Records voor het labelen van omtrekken

┏━━

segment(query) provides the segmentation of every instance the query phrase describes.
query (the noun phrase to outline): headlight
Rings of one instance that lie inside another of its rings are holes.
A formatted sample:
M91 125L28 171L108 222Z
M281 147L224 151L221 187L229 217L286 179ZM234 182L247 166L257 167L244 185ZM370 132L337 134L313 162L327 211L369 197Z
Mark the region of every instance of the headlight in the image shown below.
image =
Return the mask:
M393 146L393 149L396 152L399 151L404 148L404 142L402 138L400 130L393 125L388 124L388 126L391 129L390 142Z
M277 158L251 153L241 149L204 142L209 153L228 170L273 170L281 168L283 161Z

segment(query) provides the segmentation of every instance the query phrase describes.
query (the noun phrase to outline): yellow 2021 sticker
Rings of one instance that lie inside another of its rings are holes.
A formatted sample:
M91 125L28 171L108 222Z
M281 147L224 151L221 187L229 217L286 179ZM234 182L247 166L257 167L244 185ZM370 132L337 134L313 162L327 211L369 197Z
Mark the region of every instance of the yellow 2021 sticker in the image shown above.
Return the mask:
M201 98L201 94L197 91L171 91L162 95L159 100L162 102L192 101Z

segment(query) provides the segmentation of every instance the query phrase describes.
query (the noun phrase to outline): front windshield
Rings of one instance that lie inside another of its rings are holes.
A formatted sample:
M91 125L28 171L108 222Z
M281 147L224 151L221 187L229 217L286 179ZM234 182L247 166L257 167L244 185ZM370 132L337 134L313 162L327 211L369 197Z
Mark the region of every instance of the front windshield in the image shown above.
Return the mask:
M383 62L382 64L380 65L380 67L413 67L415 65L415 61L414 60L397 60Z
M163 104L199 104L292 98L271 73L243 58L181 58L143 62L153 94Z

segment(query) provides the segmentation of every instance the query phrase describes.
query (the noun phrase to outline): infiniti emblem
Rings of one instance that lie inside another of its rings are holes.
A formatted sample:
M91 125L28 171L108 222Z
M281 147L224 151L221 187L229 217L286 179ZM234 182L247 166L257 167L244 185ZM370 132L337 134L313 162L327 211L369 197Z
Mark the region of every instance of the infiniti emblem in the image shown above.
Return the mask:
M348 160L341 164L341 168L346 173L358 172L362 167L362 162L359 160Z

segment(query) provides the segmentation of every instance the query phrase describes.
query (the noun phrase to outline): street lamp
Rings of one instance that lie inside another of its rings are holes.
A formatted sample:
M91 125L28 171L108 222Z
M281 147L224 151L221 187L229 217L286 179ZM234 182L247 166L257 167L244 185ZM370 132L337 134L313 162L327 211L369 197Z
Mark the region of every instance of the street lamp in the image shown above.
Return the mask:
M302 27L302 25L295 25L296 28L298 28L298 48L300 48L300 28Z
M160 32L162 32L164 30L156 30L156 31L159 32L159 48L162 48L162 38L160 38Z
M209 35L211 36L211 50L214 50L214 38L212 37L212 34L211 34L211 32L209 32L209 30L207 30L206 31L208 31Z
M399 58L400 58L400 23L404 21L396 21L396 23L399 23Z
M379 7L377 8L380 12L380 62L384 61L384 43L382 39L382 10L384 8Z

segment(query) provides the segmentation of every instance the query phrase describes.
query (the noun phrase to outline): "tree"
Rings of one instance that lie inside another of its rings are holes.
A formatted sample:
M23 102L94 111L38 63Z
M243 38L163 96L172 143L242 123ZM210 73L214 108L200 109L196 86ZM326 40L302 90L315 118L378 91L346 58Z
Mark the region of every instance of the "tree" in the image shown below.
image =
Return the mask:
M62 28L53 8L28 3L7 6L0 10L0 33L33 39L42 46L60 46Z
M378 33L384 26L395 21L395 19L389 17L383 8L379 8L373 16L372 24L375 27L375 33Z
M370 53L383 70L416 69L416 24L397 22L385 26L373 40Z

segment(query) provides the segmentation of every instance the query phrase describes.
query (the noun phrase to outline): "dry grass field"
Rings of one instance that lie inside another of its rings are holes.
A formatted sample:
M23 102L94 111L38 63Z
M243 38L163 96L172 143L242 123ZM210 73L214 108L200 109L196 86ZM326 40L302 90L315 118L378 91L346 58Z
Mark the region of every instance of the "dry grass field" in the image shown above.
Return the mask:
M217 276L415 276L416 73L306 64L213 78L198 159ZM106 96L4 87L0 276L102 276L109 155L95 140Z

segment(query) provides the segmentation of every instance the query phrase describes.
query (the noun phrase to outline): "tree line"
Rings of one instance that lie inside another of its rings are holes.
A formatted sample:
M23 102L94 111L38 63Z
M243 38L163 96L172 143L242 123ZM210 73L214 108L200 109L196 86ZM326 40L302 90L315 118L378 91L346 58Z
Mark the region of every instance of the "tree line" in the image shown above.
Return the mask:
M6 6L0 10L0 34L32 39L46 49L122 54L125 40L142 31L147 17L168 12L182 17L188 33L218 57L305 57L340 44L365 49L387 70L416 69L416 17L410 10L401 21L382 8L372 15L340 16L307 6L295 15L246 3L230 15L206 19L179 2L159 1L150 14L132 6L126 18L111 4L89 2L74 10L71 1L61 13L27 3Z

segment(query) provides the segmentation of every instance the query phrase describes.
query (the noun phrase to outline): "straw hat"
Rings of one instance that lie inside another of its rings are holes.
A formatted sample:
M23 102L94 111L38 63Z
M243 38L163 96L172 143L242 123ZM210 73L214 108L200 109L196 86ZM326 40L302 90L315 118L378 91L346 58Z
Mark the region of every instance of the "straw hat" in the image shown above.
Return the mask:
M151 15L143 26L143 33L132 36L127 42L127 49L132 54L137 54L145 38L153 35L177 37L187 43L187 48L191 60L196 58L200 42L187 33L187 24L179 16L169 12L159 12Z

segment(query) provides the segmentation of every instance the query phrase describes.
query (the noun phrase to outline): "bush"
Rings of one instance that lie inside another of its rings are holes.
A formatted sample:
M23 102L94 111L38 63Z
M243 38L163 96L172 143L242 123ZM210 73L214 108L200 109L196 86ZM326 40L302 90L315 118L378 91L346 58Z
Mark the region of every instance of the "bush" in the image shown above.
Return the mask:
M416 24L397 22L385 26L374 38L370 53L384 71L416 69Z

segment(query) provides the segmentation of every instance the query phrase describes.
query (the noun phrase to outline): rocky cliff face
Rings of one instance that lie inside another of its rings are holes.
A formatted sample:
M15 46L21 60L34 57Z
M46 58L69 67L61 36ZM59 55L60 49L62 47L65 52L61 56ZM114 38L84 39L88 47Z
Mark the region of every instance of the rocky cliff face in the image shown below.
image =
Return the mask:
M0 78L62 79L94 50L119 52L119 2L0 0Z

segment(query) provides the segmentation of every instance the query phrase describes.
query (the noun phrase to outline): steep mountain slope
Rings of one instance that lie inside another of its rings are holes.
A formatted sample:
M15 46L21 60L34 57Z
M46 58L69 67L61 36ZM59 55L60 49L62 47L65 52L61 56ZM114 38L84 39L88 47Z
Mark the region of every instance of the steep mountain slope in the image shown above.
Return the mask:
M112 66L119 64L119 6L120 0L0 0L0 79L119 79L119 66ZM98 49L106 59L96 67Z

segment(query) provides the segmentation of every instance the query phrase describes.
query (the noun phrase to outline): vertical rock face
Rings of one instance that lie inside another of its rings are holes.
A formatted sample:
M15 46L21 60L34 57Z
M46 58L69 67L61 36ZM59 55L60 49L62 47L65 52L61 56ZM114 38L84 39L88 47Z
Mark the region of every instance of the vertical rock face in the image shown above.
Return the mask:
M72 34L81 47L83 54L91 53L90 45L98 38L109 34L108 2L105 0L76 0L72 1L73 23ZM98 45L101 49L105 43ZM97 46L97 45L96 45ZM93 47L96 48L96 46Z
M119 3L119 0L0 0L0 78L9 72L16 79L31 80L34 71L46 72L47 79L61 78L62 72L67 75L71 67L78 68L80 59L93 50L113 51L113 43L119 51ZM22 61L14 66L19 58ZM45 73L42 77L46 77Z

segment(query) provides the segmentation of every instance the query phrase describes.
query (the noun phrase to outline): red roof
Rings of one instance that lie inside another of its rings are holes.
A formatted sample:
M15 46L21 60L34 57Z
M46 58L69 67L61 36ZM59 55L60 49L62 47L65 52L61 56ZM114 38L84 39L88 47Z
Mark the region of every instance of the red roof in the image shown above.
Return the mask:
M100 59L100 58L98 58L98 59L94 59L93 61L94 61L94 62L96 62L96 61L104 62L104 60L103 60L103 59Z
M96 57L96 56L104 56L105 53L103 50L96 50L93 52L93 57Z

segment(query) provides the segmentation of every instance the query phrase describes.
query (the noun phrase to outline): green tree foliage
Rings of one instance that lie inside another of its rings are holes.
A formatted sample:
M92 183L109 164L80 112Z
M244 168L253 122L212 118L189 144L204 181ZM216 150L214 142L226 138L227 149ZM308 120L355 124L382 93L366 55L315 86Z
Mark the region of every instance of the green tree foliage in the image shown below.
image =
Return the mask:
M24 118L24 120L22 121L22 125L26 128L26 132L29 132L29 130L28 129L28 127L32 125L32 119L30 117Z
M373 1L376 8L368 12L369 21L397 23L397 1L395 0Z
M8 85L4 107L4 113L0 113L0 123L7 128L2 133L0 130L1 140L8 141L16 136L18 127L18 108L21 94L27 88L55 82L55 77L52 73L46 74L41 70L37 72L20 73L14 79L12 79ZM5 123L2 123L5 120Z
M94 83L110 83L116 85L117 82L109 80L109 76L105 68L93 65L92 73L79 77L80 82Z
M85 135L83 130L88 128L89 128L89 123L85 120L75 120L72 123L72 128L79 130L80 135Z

┗━━
┏━━

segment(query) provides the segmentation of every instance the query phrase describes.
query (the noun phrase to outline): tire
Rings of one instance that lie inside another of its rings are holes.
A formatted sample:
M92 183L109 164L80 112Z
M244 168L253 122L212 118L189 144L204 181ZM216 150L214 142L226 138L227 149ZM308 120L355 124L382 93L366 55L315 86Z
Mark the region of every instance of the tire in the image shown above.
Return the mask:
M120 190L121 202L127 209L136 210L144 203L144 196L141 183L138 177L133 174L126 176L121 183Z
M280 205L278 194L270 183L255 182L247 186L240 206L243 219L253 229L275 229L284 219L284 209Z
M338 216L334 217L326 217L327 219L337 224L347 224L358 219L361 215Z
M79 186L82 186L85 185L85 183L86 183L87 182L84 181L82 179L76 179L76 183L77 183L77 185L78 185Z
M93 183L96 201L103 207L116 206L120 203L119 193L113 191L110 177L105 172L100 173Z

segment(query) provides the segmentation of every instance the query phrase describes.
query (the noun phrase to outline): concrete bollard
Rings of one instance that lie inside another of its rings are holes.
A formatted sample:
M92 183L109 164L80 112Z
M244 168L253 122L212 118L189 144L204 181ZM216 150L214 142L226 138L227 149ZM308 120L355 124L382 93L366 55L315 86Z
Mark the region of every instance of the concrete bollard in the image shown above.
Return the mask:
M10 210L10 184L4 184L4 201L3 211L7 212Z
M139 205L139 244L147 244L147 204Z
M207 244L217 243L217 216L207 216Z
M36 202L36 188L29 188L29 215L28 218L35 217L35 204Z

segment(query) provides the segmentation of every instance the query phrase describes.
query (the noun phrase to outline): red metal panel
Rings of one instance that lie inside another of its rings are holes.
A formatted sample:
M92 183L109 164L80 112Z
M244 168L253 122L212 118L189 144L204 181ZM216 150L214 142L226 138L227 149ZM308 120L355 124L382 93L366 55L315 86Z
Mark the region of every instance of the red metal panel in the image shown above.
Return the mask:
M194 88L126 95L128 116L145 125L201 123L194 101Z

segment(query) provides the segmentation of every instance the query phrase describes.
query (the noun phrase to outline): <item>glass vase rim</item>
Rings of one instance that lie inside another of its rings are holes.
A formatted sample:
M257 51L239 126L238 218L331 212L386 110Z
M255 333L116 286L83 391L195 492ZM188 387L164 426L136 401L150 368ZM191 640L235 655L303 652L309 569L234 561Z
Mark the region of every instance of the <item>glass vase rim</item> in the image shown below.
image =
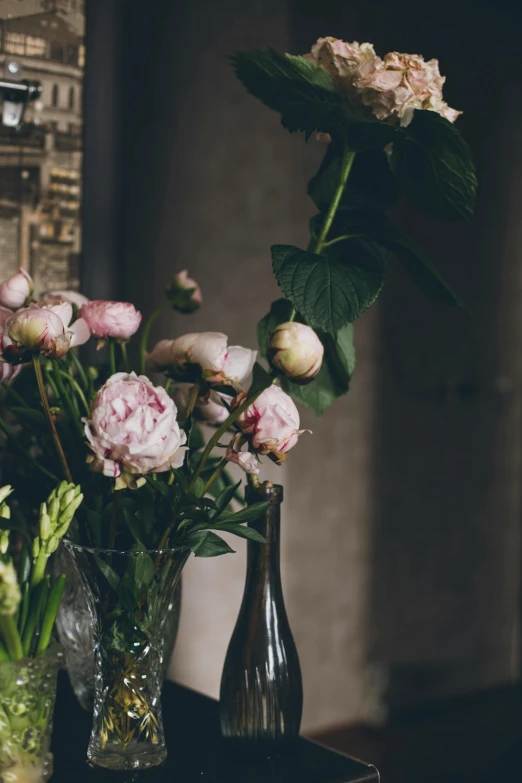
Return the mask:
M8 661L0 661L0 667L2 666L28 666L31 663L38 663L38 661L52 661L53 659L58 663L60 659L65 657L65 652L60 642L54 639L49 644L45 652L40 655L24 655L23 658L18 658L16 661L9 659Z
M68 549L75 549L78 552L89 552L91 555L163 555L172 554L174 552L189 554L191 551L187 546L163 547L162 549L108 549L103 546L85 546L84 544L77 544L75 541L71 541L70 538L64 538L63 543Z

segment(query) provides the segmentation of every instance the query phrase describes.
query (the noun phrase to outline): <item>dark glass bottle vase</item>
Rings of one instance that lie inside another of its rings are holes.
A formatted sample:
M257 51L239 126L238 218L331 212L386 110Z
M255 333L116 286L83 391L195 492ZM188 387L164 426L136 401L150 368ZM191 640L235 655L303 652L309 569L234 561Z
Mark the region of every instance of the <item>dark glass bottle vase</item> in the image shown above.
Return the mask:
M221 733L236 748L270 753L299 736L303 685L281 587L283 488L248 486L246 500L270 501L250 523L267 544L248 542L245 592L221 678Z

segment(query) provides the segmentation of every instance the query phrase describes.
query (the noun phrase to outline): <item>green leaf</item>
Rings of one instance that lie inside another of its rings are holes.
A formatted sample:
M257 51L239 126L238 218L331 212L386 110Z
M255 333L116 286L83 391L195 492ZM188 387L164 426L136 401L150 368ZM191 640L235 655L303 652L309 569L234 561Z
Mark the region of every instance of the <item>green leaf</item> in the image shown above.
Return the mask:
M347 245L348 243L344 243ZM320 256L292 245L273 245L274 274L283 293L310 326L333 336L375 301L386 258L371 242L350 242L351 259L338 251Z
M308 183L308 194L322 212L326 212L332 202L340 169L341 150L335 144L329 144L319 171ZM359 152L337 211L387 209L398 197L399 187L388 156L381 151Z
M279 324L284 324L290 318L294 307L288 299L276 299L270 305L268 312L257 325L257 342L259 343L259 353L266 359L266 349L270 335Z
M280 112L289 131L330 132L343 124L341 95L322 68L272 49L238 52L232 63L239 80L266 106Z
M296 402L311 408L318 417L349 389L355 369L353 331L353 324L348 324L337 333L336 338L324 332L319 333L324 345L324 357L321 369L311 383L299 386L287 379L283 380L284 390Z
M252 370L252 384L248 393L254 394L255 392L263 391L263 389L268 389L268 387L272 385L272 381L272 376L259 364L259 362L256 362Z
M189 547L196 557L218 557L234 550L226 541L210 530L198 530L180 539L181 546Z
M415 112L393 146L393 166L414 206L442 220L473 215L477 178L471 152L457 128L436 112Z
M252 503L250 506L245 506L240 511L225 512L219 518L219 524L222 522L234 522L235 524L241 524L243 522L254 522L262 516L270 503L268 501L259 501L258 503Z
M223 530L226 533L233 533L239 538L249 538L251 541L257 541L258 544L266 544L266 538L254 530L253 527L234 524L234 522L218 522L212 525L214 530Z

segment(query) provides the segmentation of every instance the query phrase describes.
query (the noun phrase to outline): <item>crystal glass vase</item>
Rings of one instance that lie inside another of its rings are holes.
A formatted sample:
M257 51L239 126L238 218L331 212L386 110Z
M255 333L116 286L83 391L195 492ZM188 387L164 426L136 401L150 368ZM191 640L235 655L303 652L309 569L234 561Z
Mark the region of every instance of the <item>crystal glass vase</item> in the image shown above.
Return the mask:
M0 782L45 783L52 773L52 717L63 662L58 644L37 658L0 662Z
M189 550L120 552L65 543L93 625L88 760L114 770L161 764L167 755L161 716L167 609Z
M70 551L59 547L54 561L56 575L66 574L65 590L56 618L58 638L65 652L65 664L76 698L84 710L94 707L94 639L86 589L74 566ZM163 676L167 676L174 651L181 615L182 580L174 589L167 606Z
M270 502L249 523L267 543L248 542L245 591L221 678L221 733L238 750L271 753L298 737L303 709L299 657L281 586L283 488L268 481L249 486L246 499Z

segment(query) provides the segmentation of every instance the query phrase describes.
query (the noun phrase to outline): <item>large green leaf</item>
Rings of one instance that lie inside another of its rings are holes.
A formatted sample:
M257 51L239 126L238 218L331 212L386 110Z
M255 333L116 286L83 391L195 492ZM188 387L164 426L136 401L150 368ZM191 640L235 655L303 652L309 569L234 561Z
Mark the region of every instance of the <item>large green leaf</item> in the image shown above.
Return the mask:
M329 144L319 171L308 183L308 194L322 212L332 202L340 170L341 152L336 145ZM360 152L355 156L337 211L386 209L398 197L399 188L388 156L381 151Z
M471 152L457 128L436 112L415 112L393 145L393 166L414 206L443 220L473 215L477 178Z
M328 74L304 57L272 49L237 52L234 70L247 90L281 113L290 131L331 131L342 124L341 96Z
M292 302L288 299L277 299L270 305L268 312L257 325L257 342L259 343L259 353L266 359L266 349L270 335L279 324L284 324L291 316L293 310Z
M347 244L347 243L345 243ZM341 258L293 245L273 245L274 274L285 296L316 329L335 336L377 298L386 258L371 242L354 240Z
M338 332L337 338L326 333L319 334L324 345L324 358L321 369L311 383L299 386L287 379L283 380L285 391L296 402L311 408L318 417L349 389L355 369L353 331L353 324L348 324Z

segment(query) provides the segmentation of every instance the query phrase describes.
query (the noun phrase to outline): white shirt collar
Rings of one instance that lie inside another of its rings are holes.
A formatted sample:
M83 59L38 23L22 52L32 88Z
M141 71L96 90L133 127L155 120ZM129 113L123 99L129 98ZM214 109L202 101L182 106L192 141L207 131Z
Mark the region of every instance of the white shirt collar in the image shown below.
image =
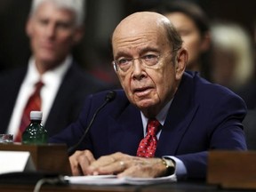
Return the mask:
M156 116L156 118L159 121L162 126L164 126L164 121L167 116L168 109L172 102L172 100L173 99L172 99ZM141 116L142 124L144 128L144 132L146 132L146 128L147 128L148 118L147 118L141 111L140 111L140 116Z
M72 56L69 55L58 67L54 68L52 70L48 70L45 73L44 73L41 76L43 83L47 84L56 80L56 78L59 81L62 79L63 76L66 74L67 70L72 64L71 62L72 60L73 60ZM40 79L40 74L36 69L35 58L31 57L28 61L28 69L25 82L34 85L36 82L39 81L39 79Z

┗━━
┏━━

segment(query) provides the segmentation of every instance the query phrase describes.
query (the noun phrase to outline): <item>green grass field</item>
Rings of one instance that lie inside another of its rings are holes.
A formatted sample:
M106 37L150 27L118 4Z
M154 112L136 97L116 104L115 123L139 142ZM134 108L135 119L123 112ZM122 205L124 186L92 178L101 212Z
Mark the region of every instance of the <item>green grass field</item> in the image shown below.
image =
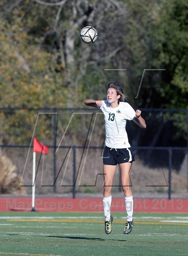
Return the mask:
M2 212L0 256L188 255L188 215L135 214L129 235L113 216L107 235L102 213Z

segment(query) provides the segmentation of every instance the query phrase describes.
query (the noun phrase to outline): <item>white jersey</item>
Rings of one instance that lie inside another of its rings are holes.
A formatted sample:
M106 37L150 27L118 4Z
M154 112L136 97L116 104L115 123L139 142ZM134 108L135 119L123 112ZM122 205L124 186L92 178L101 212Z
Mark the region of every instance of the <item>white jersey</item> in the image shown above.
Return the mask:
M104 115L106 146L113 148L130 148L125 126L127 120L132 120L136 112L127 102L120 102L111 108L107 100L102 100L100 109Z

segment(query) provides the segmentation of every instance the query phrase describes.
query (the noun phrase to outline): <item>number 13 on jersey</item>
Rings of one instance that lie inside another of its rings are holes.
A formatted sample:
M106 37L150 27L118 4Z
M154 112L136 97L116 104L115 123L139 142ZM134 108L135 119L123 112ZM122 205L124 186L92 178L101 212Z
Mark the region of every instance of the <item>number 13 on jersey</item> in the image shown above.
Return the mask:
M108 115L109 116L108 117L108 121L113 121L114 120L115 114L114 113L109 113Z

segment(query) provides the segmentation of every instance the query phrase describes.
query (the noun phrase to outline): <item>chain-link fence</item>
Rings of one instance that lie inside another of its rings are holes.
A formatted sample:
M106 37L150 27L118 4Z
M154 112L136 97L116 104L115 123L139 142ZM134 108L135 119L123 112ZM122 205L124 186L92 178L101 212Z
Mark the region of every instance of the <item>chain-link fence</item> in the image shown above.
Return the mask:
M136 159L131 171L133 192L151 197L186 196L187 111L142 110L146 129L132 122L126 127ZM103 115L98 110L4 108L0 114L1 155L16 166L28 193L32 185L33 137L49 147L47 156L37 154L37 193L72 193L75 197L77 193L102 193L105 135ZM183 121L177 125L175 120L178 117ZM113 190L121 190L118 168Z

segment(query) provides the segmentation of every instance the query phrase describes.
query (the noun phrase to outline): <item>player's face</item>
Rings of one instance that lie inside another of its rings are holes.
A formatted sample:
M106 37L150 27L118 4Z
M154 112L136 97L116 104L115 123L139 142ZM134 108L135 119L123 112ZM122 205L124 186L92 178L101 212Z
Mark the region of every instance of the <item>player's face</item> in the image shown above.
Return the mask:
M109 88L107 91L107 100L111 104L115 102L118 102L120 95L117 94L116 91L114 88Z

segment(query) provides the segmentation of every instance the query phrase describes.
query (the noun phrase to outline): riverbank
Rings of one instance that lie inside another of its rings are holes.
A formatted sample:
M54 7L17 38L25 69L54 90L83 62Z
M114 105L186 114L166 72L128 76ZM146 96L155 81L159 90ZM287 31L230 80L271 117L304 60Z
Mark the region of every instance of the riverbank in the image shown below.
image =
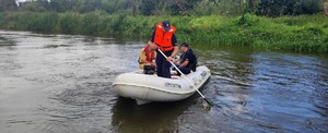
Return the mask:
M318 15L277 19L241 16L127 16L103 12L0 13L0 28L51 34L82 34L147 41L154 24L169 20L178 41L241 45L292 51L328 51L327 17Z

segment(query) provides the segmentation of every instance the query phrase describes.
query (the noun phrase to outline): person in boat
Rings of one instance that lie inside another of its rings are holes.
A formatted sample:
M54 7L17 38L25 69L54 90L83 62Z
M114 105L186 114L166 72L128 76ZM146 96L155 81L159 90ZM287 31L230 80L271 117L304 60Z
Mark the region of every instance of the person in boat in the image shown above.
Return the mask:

┗━━

WAT TE MAKEN –
Filter de records op het woord "emblem" en neem elke regel die dat woord bevat over.

ANTWOORD –
query (the noun phrase to outline): infiniti emblem
Mark the region of every instance of the infiniti emblem in the image shown above.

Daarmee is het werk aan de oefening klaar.